[Dataset content]:
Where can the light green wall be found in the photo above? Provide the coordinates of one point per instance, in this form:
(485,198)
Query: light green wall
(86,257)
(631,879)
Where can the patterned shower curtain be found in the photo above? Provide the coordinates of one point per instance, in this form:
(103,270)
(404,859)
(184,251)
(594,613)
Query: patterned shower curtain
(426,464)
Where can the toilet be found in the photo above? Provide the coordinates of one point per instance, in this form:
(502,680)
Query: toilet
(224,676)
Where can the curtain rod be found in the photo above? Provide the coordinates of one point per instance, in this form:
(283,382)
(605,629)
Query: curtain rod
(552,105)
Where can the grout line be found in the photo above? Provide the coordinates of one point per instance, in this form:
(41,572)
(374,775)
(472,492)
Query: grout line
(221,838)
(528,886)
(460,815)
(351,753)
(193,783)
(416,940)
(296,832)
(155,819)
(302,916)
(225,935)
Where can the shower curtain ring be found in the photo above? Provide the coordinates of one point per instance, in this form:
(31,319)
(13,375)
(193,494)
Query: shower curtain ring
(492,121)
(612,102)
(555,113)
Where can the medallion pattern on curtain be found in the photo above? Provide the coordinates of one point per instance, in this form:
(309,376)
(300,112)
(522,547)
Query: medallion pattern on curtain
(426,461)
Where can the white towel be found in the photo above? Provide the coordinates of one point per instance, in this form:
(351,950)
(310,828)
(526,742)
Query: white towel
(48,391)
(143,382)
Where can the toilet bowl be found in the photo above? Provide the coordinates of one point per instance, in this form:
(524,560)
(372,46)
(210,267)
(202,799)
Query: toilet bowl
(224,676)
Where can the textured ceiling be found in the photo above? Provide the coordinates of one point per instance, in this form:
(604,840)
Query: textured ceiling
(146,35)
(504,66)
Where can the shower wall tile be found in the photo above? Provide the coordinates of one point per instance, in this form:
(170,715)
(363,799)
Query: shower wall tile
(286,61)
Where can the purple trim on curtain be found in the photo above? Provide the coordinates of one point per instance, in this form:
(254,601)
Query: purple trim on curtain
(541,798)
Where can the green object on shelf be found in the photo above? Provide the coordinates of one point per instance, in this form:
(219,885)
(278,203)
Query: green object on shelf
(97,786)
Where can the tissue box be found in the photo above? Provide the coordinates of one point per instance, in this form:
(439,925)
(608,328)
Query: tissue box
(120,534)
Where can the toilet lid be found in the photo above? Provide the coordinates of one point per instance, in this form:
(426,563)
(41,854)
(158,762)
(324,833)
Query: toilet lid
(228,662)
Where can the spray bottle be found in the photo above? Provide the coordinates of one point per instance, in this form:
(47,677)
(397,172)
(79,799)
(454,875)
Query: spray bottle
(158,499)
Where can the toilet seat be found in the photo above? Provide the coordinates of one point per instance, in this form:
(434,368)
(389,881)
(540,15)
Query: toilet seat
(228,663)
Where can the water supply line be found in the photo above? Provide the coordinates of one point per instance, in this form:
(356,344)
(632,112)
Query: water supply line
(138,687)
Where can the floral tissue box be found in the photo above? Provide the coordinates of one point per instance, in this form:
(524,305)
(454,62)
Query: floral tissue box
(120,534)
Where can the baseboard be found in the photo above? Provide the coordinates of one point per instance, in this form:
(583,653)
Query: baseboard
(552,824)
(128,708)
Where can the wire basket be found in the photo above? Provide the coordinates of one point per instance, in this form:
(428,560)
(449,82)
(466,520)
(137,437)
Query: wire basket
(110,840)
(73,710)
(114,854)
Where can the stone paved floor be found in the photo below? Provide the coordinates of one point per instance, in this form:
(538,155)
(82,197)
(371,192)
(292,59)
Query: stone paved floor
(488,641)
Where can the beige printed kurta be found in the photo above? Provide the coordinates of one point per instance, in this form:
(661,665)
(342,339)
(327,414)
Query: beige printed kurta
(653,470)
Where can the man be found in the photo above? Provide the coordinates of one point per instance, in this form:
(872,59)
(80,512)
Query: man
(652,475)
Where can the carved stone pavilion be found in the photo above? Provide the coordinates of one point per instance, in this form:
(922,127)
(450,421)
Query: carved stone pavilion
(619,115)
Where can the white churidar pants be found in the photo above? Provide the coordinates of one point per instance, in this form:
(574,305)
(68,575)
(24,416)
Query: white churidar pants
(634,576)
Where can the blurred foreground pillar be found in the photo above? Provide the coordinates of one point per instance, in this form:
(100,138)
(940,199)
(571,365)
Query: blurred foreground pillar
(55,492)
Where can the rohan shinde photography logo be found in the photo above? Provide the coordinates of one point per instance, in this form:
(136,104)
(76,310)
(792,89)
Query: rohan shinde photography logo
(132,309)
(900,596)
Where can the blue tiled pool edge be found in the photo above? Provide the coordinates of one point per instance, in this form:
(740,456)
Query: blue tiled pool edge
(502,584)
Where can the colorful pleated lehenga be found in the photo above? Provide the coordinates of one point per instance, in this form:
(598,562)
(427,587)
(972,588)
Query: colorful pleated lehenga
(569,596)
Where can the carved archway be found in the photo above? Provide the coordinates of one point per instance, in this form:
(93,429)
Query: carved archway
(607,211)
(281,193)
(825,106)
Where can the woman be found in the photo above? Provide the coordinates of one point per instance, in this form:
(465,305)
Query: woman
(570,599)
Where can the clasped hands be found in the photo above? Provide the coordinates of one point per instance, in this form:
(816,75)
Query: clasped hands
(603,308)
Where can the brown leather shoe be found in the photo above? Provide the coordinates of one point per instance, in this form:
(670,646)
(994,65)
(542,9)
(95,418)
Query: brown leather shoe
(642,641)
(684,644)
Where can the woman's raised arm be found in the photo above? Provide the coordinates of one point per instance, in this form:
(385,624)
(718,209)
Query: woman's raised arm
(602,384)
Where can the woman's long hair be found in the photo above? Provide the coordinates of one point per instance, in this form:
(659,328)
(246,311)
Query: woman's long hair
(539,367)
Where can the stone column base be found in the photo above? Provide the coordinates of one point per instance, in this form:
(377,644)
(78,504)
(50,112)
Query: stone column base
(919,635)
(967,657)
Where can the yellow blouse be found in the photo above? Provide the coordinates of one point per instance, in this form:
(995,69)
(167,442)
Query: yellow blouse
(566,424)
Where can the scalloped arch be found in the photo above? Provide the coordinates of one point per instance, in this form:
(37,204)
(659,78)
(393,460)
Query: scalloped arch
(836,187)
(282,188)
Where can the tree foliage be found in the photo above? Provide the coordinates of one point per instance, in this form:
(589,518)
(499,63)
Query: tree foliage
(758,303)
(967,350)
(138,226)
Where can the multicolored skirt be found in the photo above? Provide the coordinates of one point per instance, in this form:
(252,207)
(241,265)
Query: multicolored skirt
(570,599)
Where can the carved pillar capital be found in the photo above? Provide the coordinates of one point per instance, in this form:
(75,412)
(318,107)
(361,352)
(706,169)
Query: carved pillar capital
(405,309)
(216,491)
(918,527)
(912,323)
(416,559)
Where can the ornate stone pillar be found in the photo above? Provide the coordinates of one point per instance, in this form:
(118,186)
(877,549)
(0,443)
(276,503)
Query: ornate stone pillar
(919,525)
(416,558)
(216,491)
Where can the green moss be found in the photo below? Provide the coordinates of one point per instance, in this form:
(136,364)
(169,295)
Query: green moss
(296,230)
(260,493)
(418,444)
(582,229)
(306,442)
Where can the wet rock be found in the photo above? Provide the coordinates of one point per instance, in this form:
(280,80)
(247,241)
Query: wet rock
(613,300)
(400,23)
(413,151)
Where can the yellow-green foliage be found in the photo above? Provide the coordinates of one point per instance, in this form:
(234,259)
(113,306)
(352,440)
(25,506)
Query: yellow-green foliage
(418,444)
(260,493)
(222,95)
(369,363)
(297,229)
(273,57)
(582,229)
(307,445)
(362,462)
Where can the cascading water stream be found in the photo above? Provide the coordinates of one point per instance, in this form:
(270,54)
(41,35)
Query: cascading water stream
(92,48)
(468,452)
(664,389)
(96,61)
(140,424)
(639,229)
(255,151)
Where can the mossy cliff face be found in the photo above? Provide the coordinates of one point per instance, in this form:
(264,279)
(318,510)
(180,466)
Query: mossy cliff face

[What is asked]: Beginning at the line that holds "Where can the green moss", reproduce each line of the records above down to and including the last one.

[Complete response]:
Where can the green moss be found in the photo below? Provide the coordinates of one point per instance, in this form:
(136,364)
(169,295)
Query: green moss
(296,230)
(260,493)
(418,444)
(582,229)
(306,442)
Where can the wet rock be found in the photo above? Provide the coordinates of one point per instance, in this form:
(280,80)
(247,241)
Query: wet rock
(613,300)
(400,23)
(413,151)
Where can the yellow-green foliage be found in the photo above? Provide the coordinates of one point per instance, in this form:
(234,259)
(113,306)
(352,440)
(25,506)
Query: yellow-green foliage
(418,444)
(260,493)
(222,95)
(369,363)
(297,229)
(273,57)
(582,229)
(307,445)
(362,462)
Where can the cascading water stream be found in the photo above? Provide the coordinates of one point per instance, in this form:
(270,54)
(41,35)
Query: cascading water stream
(92,48)
(468,452)
(664,389)
(96,61)
(140,424)
(639,229)
(255,151)
Where can the mossy cliff face be found in the photo above? Provide the coordinates of one point per instance, in this form:
(264,279)
(318,510)
(180,466)
Query: mossy cliff face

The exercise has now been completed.